WORK TO DO: Quote each line exactly, from the line that contains "Please place a point on the front seat" down to the last line of the listing, and no other lines.

PROVIDED MATERIAL:
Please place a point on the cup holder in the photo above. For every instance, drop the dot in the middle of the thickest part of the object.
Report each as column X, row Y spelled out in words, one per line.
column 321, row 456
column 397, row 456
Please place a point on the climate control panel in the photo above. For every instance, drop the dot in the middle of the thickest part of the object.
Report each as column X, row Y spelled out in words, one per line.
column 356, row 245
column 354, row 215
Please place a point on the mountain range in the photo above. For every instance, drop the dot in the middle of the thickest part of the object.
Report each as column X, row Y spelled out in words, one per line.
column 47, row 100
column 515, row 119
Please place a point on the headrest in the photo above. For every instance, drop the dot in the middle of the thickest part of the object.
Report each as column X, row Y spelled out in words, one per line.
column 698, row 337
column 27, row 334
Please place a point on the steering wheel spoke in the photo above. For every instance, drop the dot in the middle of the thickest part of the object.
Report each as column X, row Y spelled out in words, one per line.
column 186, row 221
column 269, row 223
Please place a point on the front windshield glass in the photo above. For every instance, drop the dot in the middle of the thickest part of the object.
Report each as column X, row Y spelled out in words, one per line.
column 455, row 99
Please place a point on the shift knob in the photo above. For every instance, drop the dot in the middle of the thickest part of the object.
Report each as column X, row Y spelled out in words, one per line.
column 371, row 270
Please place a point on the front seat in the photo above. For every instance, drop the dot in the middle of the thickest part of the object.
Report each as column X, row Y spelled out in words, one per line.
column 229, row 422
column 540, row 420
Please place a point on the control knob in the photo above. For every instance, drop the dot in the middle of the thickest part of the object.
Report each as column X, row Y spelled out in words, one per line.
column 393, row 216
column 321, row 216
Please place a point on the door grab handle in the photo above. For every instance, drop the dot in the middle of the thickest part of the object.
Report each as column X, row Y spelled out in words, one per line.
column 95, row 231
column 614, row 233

SOLUTION:
Please place a point on the front seat in the photo above. For every instance, drop the dot in the middle of the thickest part of the object.
Report each as column X, row Y spelled out in words, one per line.
column 229, row 422
column 540, row 420
Please place a point on the control knob in the photo above. For every instance, drop the dot in the middle of the thickest part of the object.
Report each as column X, row Y spelled out in words, one per line.
column 393, row 216
column 321, row 216
Please place a point on the door grab handle in the photo above. For every instance, drop the dot in the middle of the thickest part of the object.
Report each as column X, row Y spelled out in words, one per line.
column 95, row 231
column 614, row 233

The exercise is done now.